● Exercises
• 1. In the Turner Prize shortlist article, on what date will the winner be announced?
• 2. Extend the article on the Turner Prize shortlist, picking up after its last sentence.

● Text passage
========
For the First Time Ever, the Turner Prize Shortlist Is Comprised Entirely of Socially Engaged Art Collectives
One of the five shortlisted collectives will be announced as the winner in December.
In a year marked by unprecedented hardships, collaboration and solidarity are the themes underlying this year’s Turner Prize and, for the first time, its shortlist consists entirely of art collectives focused on social change.
Array Collective, Black Obsidian Sound System, Cooking Sections, Gentle/Radical, and Project Art Works are the five nominees announced this morning by Tate Britain. Notably, there are no painters or photo-based artists in the list. An exhibition of the artists’ work is planned for September at the Herbert Art Gallery and Museum in Coventry, U.K.
“One of the great joys of the Turner Prize is the way it captures and reflects the mood of the moment in contemporary British art,” said Alex Farquharson, director of Tate Britain and chair of the Turner Prize. “After a year of lockdowns, when very few artists have been able to exhibit publicly, the jury has selected five outstanding collectives whose work has not only continued through the pandemic but become even more relevant as a result.”
The winner of the Turner Prize, one of the most prestigious awards in the art world, will be announced December 1 and will be awarded £25,000. Each shortlisted collective will receive £10,000 each.
The Belfast-based Array Collective focuses on social issues affecting Northern Ireland. A recent public project addressed the decriminalization of abortion in Northern Ireland. Black Obsidian Sound System, also known by the acronym B.O.S.S., is a London-based collective that works across sound and installation, hosting musical events. The 18-member collective, which formed in 2018, is active within the QTIBPOC community and recently held a live workshop at Somerset House about building and maintaining sound systems.
========
● Supplied data
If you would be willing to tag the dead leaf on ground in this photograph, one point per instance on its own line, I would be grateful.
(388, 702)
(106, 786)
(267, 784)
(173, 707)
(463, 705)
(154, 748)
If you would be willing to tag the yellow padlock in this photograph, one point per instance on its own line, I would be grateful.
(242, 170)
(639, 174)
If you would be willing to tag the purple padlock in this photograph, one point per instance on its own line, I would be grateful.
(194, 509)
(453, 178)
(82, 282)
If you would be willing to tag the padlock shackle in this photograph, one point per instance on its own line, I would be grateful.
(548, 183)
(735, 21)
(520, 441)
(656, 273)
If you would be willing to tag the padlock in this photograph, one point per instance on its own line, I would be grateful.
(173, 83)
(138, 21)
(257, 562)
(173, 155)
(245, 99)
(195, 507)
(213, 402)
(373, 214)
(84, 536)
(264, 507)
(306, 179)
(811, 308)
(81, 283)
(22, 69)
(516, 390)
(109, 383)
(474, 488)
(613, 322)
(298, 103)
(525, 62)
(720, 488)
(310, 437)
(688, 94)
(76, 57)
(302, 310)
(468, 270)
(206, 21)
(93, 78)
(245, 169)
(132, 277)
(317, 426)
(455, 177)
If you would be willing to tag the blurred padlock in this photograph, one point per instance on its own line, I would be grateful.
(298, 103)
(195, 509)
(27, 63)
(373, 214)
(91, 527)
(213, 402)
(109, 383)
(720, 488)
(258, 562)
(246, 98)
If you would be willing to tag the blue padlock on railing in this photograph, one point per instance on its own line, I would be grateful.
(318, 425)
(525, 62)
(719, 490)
========
● Answers below
• 1. December 1

• 2.
Cooking Sections’ Daniel Fernández Pascual and Alon Schwabe are two London-based artists who look at ecology and geopolitics through the prism of food. Most recently, they have a project on view at the Tate that explores salmon farming. As a part of the project, the Tate agreed to remove farmed salmon from its menus across its U.K. venues.
Gentle/Radical, from Cardiff, consists of artists but also community workers, faith practitioners, and others focused on creating social change through art in Wales. A recent project, Doorstep Revolution, spotlighted the small community of Riverside during lockdown with a podcast and publication.
Hastings-based Project Art Works is a group of “neurodiverse” artists who collaboratively create and disseminate art projects for and by “neurominorities.” In their 2019 film Illuminating the Wilderness, members of the collective, their families, and their caretakers explored a Scottish glen.
The prize this year is being juried by Farquharson; Aaron Cezar, director of the Delfina Foundation; Kim McAleese, program director at the Grand Union in Birmingham; actor Russell Tovey; and Zoé Whitley, director of London’s Chisenhale Gallery.